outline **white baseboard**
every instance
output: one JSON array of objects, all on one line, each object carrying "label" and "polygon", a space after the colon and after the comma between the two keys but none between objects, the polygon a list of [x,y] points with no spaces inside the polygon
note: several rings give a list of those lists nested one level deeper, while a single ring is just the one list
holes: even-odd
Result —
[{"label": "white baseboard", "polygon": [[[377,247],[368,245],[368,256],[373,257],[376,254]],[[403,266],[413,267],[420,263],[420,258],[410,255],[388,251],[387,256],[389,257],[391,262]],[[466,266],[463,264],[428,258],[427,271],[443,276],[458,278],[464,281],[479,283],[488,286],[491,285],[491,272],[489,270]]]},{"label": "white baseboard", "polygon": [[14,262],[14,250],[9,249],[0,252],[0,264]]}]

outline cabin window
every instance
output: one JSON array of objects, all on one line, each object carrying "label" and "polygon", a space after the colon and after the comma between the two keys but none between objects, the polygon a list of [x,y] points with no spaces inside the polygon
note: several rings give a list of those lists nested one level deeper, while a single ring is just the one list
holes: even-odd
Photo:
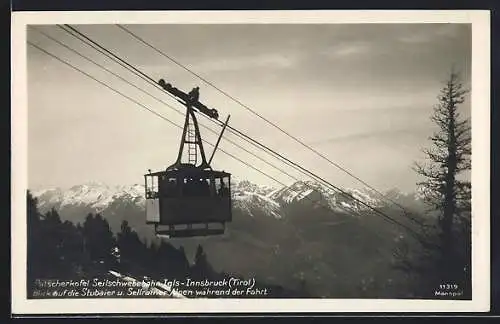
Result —
[{"label": "cabin window", "polygon": [[217,195],[221,197],[229,196],[229,177],[221,177],[215,179],[215,188]]},{"label": "cabin window", "polygon": [[210,196],[210,179],[189,177],[183,181],[182,194],[186,197]]},{"label": "cabin window", "polygon": [[158,198],[158,177],[157,176],[146,176],[146,198],[155,199]]},{"label": "cabin window", "polygon": [[201,183],[201,193],[203,196],[210,196],[210,179],[200,179]]},{"label": "cabin window", "polygon": [[220,191],[221,183],[222,183],[221,178],[215,178],[215,192],[218,193]]}]

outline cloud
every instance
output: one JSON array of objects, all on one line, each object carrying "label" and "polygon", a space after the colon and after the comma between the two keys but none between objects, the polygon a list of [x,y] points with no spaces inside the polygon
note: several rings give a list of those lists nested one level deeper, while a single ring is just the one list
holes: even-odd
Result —
[{"label": "cloud", "polygon": [[460,35],[461,29],[470,29],[470,24],[445,24],[436,30],[436,35],[455,38]]},{"label": "cloud", "polygon": [[366,45],[353,44],[349,46],[343,46],[334,50],[336,56],[352,55],[352,54],[362,54],[367,52]]},{"label": "cloud", "polygon": [[460,36],[461,29],[467,25],[444,24],[438,27],[431,25],[431,28],[420,28],[419,30],[406,31],[406,35],[401,35],[397,39],[402,43],[423,44],[444,39],[454,39]]},{"label": "cloud", "polygon": [[329,46],[321,54],[328,58],[352,58],[354,56],[362,56],[374,54],[378,49],[368,41],[344,42]]},{"label": "cloud", "polygon": [[294,54],[262,54],[257,56],[226,57],[205,59],[199,63],[190,64],[195,71],[222,72],[239,71],[255,68],[289,69],[298,63],[299,58]]},{"label": "cloud", "polygon": [[371,132],[336,136],[317,141],[312,141],[309,142],[308,144],[324,145],[324,144],[346,143],[346,142],[363,141],[371,139],[394,140],[396,138],[402,139],[402,137],[404,136],[419,136],[419,135],[422,138],[426,138],[428,134],[431,134],[429,127],[420,127],[414,129],[383,129],[383,130],[374,130]]},{"label": "cloud", "polygon": [[422,43],[427,43],[431,41],[432,37],[428,34],[411,34],[411,35],[404,35],[399,37],[399,41],[402,43],[410,43],[410,44],[422,44]]}]

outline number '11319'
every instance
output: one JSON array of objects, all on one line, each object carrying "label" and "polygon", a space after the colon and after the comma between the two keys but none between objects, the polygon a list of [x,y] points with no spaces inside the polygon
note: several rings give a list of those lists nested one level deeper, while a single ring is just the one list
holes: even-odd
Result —
[{"label": "number '11319'", "polygon": [[458,289],[457,284],[441,284],[439,285],[439,289]]}]

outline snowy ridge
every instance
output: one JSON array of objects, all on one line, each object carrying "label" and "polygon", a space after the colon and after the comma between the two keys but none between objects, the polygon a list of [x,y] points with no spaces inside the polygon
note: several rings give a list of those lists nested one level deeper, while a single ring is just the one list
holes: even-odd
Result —
[{"label": "snowy ridge", "polygon": [[45,205],[59,208],[71,205],[83,205],[100,211],[119,198],[127,199],[136,204],[144,205],[144,186],[109,186],[99,182],[89,182],[75,185],[68,189],[53,188],[33,192],[39,200],[40,207]]},{"label": "snowy ridge", "polygon": [[235,207],[246,211],[250,216],[254,217],[255,210],[264,212],[268,216],[273,216],[275,218],[282,218],[280,214],[280,204],[273,201],[267,196],[259,195],[254,192],[238,192],[233,195],[233,201]]},{"label": "snowy ridge", "polygon": [[[32,193],[38,198],[39,207],[45,210],[52,207],[60,209],[66,206],[84,206],[101,212],[112,204],[133,204],[144,208],[144,191],[144,185],[140,184],[110,186],[101,182],[88,182],[67,189],[41,189]],[[368,189],[343,191],[347,195],[313,181],[297,181],[278,189],[234,178],[231,182],[233,206],[252,217],[264,214],[283,218],[283,207],[292,204],[321,203],[338,211],[349,212],[365,210],[368,206],[378,208],[390,203]],[[389,190],[386,197],[393,201],[405,199],[403,201],[409,203],[421,199],[418,194],[406,194],[397,189]]]},{"label": "snowy ridge", "polygon": [[368,206],[377,208],[384,204],[382,198],[368,189],[333,190],[313,181],[297,181],[291,186],[275,191],[270,198],[282,203],[325,201],[333,209],[362,210]]},{"label": "snowy ridge", "polygon": [[[312,197],[316,193],[317,197]],[[318,195],[319,194],[319,195]],[[281,203],[291,204],[302,200],[316,200],[330,196],[328,189],[312,181],[297,181],[271,194],[271,198]]]},{"label": "snowy ridge", "polygon": [[239,181],[236,179],[232,179],[231,189],[233,193],[247,192],[247,193],[256,193],[261,196],[268,196],[270,193],[276,191],[276,188],[273,187],[257,185],[248,180]]},{"label": "snowy ridge", "polygon": [[[275,191],[274,188],[249,181],[233,181],[231,188],[235,207],[247,211],[251,216],[259,210],[272,217],[282,217],[279,213],[280,205],[268,197],[270,192]],[[139,184],[111,186],[101,182],[88,182],[70,188],[41,189],[32,194],[38,198],[42,209],[86,206],[101,212],[119,200],[144,208],[144,192],[144,185]]]},{"label": "snowy ridge", "polygon": [[268,186],[259,186],[250,181],[233,180],[231,193],[234,206],[247,212],[251,217],[259,210],[267,216],[282,218],[280,204],[269,197],[276,189]]}]

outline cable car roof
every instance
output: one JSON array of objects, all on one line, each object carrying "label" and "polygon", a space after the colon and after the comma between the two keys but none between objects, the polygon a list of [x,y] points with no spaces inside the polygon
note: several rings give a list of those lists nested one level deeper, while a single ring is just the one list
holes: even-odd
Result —
[{"label": "cable car roof", "polygon": [[214,177],[227,177],[230,176],[231,174],[225,171],[217,171],[217,170],[204,170],[204,169],[198,169],[198,168],[180,168],[180,169],[173,169],[173,170],[165,170],[165,171],[158,171],[158,172],[151,172],[145,174],[146,176],[172,176],[172,175],[198,175],[202,174],[203,176],[214,176]]}]

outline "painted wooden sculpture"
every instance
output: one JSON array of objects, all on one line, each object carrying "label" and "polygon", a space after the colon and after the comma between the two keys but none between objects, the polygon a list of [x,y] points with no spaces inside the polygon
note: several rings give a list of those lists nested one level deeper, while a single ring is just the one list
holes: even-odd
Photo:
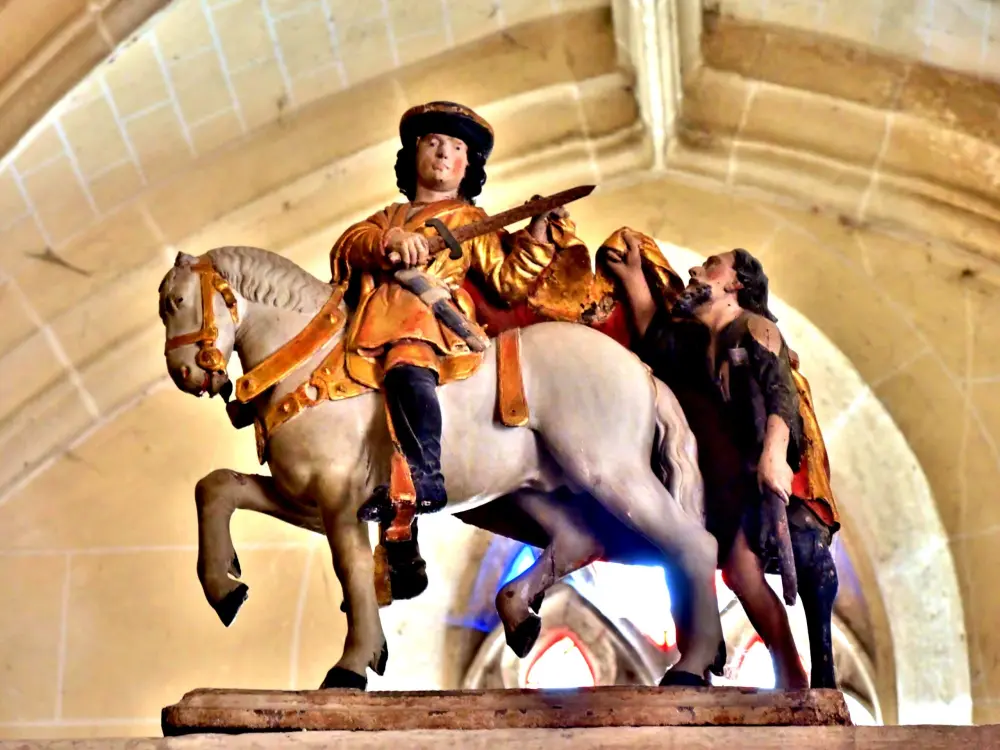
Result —
[{"label": "painted wooden sculpture", "polygon": [[[519,655],[561,577],[596,559],[662,559],[685,583],[674,613],[681,659],[662,684],[706,685],[725,661],[714,591],[725,555],[706,530],[699,425],[626,348],[642,330],[629,312],[635,269],[663,310],[685,285],[650,238],[626,229],[602,244],[595,272],[551,202],[523,230],[463,240],[460,228],[488,218],[474,199],[492,129],[466,107],[432,102],[403,116],[400,136],[397,184],[408,200],[344,232],[332,283],[265,250],[221,247],[178,255],[160,286],[175,384],[228,401],[236,353],[246,374],[227,408],[236,426],[254,426],[271,473],[220,469],[198,483],[198,575],[209,603],[229,625],[246,599],[229,533],[235,510],[324,534],[348,631],[323,687],[364,687],[366,670],[387,664],[379,605],[426,585],[414,516],[444,510],[544,549],[497,597]],[[821,439],[797,447],[806,460],[787,496],[835,508],[817,480]],[[833,513],[825,535],[792,524],[800,590],[828,560]],[[381,526],[374,554],[366,520]],[[807,555],[809,544],[825,544],[826,557]],[[807,605],[807,615],[810,636],[813,625],[821,635],[814,686],[832,686],[829,610]]]}]

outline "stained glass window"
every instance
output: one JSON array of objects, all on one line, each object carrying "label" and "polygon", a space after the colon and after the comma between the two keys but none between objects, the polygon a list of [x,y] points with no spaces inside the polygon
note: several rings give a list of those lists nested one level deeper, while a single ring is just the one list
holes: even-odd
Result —
[{"label": "stained glass window", "polygon": [[593,687],[594,670],[576,637],[567,633],[550,643],[528,667],[524,686],[532,689]]},{"label": "stained glass window", "polygon": [[677,643],[663,568],[595,562],[588,583],[593,590],[583,593],[602,611],[628,620],[664,650]]},{"label": "stained glass window", "polygon": [[[510,556],[505,555],[505,558],[509,562],[500,576],[497,589],[521,576],[535,563],[539,554],[540,550],[527,545],[507,552]],[[675,648],[677,633],[670,612],[668,576],[663,567],[598,561],[572,573],[564,581],[612,622],[624,620],[630,623],[665,655]],[[767,582],[780,597],[780,580],[776,576],[768,576]],[[742,608],[738,606],[735,594],[723,582],[721,572],[716,573],[715,584],[719,612],[730,619],[735,616],[738,621]],[[493,606],[492,597],[489,606]],[[793,630],[804,629],[801,603],[788,607],[788,613]],[[596,683],[594,666],[587,660],[590,651],[581,644],[575,632],[564,629],[556,635],[550,634],[548,638],[543,636],[542,643],[542,647],[529,657],[532,660],[530,665],[520,672],[518,682],[522,686],[553,689]],[[733,645],[730,646],[732,648]],[[758,635],[754,634],[749,642],[738,647],[737,653],[731,650],[730,654],[733,660],[727,666],[726,676],[713,677],[713,684],[760,689],[775,687],[771,655]],[[800,653],[800,658],[808,674],[808,652]],[[844,696],[855,724],[877,723],[877,709],[846,691]]]}]

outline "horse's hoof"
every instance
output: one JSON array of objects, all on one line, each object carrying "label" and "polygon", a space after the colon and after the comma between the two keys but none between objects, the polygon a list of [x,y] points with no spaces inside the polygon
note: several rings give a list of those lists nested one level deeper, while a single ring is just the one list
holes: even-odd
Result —
[{"label": "horse's hoof", "polygon": [[375,674],[379,677],[385,674],[385,665],[389,663],[389,643],[387,641],[382,642],[382,651],[378,655],[378,662],[372,669],[375,670]]},{"label": "horse's hoof", "polygon": [[507,645],[518,659],[523,659],[531,653],[541,632],[542,618],[531,613],[520,625],[507,633]]},{"label": "horse's hoof", "polygon": [[708,669],[716,677],[722,677],[726,670],[726,661],[729,659],[729,652],[726,650],[726,642],[719,641],[719,652],[715,655],[715,661]]},{"label": "horse's hoof", "polygon": [[539,614],[542,611],[542,602],[545,601],[545,592],[539,591],[535,594],[535,598],[528,602],[528,606],[531,607],[535,614]]},{"label": "horse's hoof", "polygon": [[320,690],[364,690],[368,687],[368,678],[343,667],[333,667],[323,678]]},{"label": "horse's hoof", "polygon": [[670,669],[660,680],[660,687],[708,687],[708,680],[691,672]]},{"label": "horse's hoof", "polygon": [[234,578],[241,578],[243,576],[243,569],[240,568],[240,556],[235,552],[233,553],[233,562],[229,566],[229,572],[233,574]]},{"label": "horse's hoof", "polygon": [[250,588],[245,583],[241,583],[213,607],[215,614],[222,620],[223,625],[228,628],[233,624],[233,620],[236,619],[236,613],[240,611],[240,607],[243,606],[243,602],[249,596]]}]

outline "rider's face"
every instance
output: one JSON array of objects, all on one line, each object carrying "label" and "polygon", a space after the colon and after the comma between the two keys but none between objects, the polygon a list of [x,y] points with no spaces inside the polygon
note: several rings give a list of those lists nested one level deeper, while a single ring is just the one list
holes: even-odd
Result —
[{"label": "rider's face", "polygon": [[428,133],[417,141],[417,179],[435,192],[458,190],[469,166],[465,141],[440,133]]}]

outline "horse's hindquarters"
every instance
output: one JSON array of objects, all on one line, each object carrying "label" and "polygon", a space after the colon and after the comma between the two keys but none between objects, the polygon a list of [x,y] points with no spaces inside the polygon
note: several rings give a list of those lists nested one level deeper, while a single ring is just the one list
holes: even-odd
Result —
[{"label": "horse's hindquarters", "polygon": [[648,468],[656,405],[642,362],[582,325],[541,323],[521,335],[531,422],[544,447],[583,484],[601,467]]}]

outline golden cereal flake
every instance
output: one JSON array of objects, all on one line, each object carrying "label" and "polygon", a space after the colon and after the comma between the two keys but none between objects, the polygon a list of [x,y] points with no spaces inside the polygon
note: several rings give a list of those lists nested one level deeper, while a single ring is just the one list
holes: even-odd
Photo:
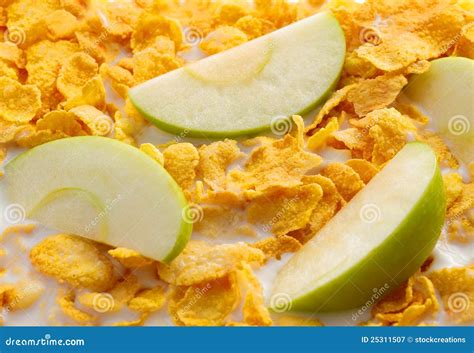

§ **Problem**: Look over the listing above and copy each line that contains "outline".

§ **Answer below**:
outline **white baseboard**
outline cabin window
outline cloud
outline number '11319'
outline snowy ridge
outline cable car roof
outline "painted wooden sculpture"
outline "stained glass window"
outline "horse's hoof"
outline "rider's face"
outline "horse's hindquarters"
outline golden cereal flake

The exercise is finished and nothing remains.